(RECORDS FOR THIS TASK Opens)
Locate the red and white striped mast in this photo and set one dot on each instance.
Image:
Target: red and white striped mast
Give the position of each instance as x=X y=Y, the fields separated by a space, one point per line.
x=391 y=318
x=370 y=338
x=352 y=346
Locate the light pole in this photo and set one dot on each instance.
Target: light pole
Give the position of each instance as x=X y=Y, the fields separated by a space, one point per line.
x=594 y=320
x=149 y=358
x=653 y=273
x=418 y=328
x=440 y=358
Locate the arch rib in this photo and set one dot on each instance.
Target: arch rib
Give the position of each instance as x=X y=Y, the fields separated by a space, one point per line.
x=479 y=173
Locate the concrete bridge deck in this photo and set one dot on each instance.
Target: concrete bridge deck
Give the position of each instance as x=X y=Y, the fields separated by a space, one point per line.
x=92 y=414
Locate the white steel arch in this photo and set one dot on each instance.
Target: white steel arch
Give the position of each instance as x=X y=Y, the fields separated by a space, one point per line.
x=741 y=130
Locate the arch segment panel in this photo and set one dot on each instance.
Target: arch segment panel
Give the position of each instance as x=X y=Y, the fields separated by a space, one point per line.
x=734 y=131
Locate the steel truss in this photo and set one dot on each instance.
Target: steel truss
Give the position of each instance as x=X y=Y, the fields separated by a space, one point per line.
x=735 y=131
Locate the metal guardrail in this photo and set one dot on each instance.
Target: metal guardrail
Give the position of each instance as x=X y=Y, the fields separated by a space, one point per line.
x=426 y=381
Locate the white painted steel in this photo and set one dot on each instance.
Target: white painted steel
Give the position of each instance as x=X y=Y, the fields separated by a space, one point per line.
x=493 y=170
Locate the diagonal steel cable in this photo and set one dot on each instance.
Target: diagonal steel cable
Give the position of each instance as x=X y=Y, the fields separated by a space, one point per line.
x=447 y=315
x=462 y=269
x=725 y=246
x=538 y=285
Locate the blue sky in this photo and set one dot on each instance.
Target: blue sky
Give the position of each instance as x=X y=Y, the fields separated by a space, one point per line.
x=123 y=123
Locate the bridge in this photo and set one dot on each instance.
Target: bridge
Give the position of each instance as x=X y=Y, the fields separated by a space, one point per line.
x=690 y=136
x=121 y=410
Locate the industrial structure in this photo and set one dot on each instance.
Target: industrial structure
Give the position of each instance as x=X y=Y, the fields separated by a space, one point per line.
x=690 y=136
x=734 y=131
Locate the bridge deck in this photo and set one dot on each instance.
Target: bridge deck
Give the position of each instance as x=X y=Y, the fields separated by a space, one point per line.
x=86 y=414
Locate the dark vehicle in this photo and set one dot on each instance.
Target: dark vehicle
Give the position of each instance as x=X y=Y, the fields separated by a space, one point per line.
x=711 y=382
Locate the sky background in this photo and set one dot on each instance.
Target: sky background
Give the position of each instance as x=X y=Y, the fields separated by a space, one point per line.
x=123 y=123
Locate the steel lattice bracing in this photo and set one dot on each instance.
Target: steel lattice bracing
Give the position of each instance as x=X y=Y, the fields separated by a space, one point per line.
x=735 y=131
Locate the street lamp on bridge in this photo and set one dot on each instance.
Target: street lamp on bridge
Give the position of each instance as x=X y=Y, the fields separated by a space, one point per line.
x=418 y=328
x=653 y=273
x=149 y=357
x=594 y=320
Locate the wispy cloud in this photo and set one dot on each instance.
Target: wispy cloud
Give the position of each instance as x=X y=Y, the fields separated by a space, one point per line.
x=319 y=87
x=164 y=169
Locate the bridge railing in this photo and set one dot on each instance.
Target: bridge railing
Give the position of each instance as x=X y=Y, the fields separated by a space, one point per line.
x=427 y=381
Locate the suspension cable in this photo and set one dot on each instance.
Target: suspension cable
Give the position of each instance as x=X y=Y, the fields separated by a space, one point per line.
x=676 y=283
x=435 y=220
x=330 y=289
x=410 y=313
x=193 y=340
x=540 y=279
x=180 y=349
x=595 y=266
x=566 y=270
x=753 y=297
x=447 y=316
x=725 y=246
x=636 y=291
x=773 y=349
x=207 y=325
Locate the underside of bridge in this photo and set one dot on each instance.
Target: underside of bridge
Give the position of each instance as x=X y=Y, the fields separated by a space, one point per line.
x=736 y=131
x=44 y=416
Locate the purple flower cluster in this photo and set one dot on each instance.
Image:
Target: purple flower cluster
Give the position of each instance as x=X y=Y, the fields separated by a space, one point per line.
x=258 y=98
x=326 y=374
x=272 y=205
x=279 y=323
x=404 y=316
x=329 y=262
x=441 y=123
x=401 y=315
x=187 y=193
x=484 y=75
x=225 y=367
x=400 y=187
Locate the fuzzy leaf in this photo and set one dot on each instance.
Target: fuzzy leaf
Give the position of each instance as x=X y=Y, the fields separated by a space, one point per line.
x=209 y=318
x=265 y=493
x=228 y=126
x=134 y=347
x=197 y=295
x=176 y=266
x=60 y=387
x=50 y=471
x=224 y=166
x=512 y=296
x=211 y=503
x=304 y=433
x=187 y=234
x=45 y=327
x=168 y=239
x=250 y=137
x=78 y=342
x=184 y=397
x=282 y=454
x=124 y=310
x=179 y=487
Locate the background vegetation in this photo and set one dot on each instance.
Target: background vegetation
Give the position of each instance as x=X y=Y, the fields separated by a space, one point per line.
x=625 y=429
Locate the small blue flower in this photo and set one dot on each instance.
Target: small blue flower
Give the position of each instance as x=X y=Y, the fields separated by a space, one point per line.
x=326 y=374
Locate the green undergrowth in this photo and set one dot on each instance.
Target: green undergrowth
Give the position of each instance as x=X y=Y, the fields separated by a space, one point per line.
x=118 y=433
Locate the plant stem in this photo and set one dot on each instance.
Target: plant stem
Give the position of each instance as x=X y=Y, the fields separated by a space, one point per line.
(RECORDS FOR THIS TASK Closes)
* **PROBLEM**
Lines from the start of the records through the one containing "Locate the light" are what should be retyped, exactly and in full, both ends included.

* **RESULT BELOW**
Locate the red and white striped mast in this photo and set one dot on each instance.
Image:
Target: red and white striped mast
Give the position of each instance as x=X y=Y, the fields separated by a space, one point per line.
x=391 y=318
x=370 y=338
x=352 y=346
Locate the light pole in this photo and set one dot on each instance.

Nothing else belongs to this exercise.